----- Task inputs

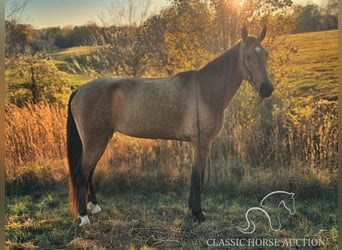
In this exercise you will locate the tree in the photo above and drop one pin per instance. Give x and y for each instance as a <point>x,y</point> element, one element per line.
<point>33,77</point>
<point>307,18</point>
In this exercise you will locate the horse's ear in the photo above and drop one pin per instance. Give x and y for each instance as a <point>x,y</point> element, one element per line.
<point>244,34</point>
<point>262,34</point>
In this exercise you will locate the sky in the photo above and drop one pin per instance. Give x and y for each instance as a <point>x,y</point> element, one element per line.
<point>52,13</point>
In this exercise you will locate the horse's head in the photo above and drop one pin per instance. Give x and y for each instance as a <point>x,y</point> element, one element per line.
<point>253,62</point>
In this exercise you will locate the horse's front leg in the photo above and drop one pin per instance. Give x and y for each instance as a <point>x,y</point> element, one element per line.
<point>197,177</point>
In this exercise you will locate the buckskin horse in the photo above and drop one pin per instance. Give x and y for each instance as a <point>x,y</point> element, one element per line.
<point>188,106</point>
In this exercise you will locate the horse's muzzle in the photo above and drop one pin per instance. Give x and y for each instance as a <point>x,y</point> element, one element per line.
<point>266,89</point>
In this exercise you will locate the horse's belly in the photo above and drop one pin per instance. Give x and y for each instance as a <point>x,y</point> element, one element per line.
<point>153,122</point>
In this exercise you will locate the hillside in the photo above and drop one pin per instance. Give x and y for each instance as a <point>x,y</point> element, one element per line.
<point>310,73</point>
<point>312,70</point>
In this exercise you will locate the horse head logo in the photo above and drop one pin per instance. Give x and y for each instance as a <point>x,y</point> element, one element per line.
<point>283,199</point>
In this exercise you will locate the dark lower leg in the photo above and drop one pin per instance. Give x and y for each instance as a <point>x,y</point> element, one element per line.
<point>91,189</point>
<point>81,196</point>
<point>195,195</point>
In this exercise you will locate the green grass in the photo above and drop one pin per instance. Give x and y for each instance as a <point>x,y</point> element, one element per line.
<point>152,214</point>
<point>311,73</point>
<point>153,220</point>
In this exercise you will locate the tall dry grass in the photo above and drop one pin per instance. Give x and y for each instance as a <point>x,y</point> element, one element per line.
<point>276,142</point>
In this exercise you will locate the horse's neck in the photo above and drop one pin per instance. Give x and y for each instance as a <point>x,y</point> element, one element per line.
<point>220,79</point>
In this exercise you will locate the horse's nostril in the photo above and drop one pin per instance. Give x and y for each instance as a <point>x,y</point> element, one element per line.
<point>266,89</point>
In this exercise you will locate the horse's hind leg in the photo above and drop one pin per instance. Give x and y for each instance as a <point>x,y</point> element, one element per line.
<point>94,146</point>
<point>92,201</point>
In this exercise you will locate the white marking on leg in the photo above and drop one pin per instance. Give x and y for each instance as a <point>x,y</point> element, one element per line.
<point>84,221</point>
<point>94,208</point>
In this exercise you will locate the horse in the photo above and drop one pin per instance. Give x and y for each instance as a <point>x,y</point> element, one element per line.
<point>187,106</point>
<point>284,199</point>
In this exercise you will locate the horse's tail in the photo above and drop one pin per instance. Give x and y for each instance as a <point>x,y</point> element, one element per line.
<point>74,148</point>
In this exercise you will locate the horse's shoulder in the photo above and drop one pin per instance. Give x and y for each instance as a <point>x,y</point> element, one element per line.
<point>186,75</point>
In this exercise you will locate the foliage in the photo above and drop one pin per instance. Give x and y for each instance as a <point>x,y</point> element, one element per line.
<point>34,77</point>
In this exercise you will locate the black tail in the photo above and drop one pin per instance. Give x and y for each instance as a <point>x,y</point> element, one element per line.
<point>74,148</point>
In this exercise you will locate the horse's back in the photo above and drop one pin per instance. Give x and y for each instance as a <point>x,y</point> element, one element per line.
<point>148,108</point>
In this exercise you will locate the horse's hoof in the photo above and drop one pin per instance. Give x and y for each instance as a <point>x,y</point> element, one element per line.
<point>84,221</point>
<point>94,208</point>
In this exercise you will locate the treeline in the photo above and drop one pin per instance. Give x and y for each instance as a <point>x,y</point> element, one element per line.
<point>306,18</point>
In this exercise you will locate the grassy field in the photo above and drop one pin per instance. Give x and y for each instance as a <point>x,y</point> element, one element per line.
<point>143,191</point>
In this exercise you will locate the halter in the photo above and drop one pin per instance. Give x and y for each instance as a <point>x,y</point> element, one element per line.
<point>249,73</point>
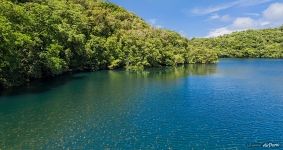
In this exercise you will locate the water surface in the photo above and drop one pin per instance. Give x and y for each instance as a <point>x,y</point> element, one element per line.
<point>231,105</point>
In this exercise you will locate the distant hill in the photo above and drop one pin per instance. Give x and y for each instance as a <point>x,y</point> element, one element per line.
<point>264,43</point>
<point>44,38</point>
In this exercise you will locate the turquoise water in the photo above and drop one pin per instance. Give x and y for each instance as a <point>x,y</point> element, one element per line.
<point>235,104</point>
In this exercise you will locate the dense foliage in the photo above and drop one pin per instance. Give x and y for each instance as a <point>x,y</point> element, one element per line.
<point>42,38</point>
<point>266,43</point>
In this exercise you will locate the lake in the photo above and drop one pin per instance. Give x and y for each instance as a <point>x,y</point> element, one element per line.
<point>235,104</point>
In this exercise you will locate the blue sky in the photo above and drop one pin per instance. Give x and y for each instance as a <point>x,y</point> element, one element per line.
<point>207,18</point>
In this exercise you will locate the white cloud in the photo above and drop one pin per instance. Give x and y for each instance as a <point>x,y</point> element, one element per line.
<point>212,9</point>
<point>271,17</point>
<point>223,18</point>
<point>219,31</point>
<point>243,23</point>
<point>274,12</point>
<point>224,6</point>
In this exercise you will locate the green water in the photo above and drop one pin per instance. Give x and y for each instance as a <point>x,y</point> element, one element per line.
<point>228,105</point>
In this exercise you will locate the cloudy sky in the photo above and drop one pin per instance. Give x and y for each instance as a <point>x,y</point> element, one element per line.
<point>207,18</point>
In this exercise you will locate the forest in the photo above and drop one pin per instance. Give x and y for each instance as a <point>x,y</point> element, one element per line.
<point>264,43</point>
<point>42,38</point>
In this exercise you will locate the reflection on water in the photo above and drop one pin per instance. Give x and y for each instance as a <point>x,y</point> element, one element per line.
<point>193,106</point>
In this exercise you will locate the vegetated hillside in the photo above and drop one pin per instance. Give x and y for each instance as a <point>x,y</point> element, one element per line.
<point>265,43</point>
<point>43,38</point>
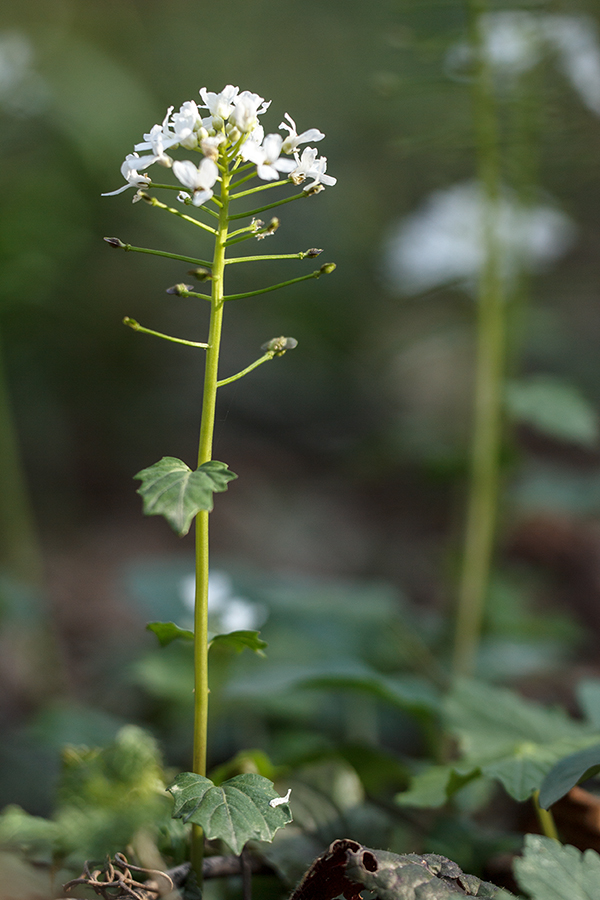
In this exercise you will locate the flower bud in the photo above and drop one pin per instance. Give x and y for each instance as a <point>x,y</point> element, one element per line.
<point>201,273</point>
<point>327,268</point>
<point>181,290</point>
<point>278,346</point>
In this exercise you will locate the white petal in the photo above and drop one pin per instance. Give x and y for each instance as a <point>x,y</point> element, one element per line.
<point>279,801</point>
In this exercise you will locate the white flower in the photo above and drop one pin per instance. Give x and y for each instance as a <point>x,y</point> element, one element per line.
<point>130,172</point>
<point>443,240</point>
<point>293,139</point>
<point>266,157</point>
<point>158,139</point>
<point>279,801</point>
<point>247,108</point>
<point>210,145</point>
<point>186,125</point>
<point>198,179</point>
<point>220,105</point>
<point>308,166</point>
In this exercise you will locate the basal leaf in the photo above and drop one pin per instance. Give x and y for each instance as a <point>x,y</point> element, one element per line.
<point>171,489</point>
<point>551,871</point>
<point>166,632</point>
<point>434,786</point>
<point>568,772</point>
<point>555,408</point>
<point>491,721</point>
<point>240,640</point>
<point>237,811</point>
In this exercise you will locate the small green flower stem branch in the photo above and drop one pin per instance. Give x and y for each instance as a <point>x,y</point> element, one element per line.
<point>131,323</point>
<point>489,371</point>
<point>254,212</point>
<point>115,242</point>
<point>274,287</point>
<point>154,202</point>
<point>545,818</point>
<point>209,402</point>
<point>301,255</point>
<point>269,355</point>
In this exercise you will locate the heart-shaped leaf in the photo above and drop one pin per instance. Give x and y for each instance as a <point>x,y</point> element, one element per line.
<point>171,489</point>
<point>567,773</point>
<point>240,640</point>
<point>550,871</point>
<point>166,632</point>
<point>235,812</point>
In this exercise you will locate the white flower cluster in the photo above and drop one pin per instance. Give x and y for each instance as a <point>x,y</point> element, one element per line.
<point>232,124</point>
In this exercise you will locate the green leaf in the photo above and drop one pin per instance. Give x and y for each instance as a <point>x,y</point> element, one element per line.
<point>490,721</point>
<point>503,737</point>
<point>588,698</point>
<point>554,408</point>
<point>166,632</point>
<point>551,871</point>
<point>567,773</point>
<point>434,786</point>
<point>171,489</point>
<point>240,640</point>
<point>235,812</point>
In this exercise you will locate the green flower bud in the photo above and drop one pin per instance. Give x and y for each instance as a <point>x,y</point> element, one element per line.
<point>201,273</point>
<point>327,268</point>
<point>278,346</point>
<point>181,290</point>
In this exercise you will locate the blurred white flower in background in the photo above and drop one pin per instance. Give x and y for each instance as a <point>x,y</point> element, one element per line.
<point>23,91</point>
<point>515,41</point>
<point>442,242</point>
<point>226,612</point>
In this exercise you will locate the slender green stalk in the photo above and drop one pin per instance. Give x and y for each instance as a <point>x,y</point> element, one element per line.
<point>545,818</point>
<point>154,202</point>
<point>273,287</point>
<point>260,187</point>
<point>254,365</point>
<point>301,255</point>
<point>489,371</point>
<point>254,212</point>
<point>131,323</point>
<point>209,402</point>
<point>188,259</point>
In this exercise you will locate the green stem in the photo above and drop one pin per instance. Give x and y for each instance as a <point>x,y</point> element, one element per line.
<point>253,212</point>
<point>154,202</point>
<point>273,287</point>
<point>301,255</point>
<point>209,402</point>
<point>131,323</point>
<point>260,187</point>
<point>254,365</point>
<point>188,259</point>
<point>489,373</point>
<point>545,818</point>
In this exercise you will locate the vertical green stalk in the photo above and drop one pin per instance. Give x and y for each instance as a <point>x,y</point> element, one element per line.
<point>489,369</point>
<point>209,402</point>
<point>545,818</point>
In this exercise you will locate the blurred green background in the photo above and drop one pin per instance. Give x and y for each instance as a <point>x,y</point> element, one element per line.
<point>352,451</point>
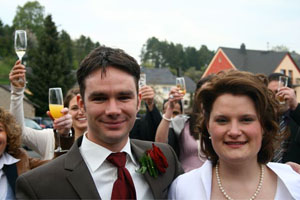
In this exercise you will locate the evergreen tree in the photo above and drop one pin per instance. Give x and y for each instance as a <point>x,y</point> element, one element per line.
<point>29,17</point>
<point>50,67</point>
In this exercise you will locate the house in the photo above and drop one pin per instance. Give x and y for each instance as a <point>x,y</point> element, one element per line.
<point>162,80</point>
<point>29,110</point>
<point>257,61</point>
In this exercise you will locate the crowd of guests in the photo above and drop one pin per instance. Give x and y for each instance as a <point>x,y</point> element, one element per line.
<point>233,144</point>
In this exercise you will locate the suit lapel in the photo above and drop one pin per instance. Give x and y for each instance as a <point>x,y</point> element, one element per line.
<point>80,177</point>
<point>157,185</point>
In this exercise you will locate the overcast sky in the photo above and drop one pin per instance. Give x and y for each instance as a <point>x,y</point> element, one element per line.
<point>127,24</point>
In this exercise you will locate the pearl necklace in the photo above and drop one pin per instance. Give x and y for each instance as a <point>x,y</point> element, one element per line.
<point>257,189</point>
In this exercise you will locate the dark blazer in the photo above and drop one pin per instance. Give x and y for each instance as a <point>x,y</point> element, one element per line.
<point>68,177</point>
<point>293,150</point>
<point>11,173</point>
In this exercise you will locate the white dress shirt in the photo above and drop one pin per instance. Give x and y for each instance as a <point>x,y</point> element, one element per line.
<point>5,159</point>
<point>104,173</point>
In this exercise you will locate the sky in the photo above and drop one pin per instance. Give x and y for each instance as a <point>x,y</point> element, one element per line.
<point>127,24</point>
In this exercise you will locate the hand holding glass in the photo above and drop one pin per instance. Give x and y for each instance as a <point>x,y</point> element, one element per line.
<point>142,81</point>
<point>180,83</point>
<point>20,43</point>
<point>283,81</point>
<point>55,107</point>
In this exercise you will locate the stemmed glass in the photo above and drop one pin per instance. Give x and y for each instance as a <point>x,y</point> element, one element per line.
<point>180,84</point>
<point>55,107</point>
<point>20,43</point>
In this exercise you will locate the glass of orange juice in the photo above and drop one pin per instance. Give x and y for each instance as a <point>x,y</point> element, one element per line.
<point>55,107</point>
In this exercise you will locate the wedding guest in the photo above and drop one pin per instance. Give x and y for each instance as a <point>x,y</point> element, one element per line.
<point>145,126</point>
<point>239,128</point>
<point>13,160</point>
<point>103,162</point>
<point>40,141</point>
<point>289,149</point>
<point>179,131</point>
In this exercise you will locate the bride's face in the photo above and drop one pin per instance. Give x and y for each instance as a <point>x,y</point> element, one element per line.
<point>235,129</point>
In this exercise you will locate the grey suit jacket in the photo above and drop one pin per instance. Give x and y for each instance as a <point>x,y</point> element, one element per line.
<point>68,177</point>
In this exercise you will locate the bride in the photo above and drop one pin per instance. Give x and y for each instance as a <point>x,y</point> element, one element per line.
<point>239,129</point>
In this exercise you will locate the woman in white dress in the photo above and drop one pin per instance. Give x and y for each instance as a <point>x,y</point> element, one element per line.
<point>239,129</point>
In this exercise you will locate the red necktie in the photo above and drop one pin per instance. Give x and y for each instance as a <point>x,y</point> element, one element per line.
<point>123,187</point>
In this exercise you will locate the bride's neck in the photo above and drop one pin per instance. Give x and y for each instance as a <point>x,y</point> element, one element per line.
<point>240,170</point>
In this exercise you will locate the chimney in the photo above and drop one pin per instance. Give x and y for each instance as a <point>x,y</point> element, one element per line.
<point>243,48</point>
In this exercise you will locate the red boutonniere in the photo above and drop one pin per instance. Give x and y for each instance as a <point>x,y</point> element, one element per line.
<point>154,161</point>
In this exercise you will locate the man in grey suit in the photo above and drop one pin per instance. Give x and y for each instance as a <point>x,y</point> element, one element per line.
<point>108,81</point>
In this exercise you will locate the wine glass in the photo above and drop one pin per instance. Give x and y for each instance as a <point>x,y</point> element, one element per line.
<point>180,83</point>
<point>20,43</point>
<point>283,82</point>
<point>55,107</point>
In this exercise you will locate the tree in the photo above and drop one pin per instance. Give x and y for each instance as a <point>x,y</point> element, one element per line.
<point>81,48</point>
<point>175,56</point>
<point>50,67</point>
<point>30,17</point>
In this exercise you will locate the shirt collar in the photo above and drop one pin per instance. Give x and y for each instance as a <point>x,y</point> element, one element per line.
<point>7,159</point>
<point>95,154</point>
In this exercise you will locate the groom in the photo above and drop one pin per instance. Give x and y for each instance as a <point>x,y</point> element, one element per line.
<point>103,163</point>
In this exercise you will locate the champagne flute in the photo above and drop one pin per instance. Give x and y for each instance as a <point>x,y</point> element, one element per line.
<point>20,43</point>
<point>55,107</point>
<point>180,84</point>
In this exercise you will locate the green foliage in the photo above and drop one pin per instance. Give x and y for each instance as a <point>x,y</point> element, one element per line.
<point>50,66</point>
<point>167,54</point>
<point>5,67</point>
<point>29,17</point>
<point>81,48</point>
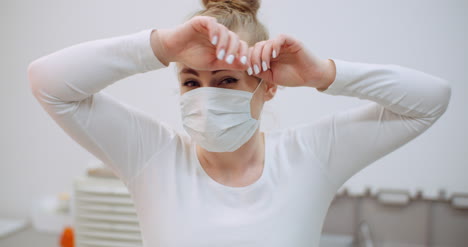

----------

◆ **Problem**: Which lines of the items above contain the word "dress"? Gather every such line and copy each one in full.

◆ **Answer for the task**:
In this exercise you will locate the white dress shirt in the photo above and drop one pin per instance. Give x and y for each instance as a <point>x,y</point> element, one element per line.
In this exercise you will locate the woman in white dress in the photo above and drop one pin per instance. Give x and y for each instance as a <point>x,y</point> element, one element per line.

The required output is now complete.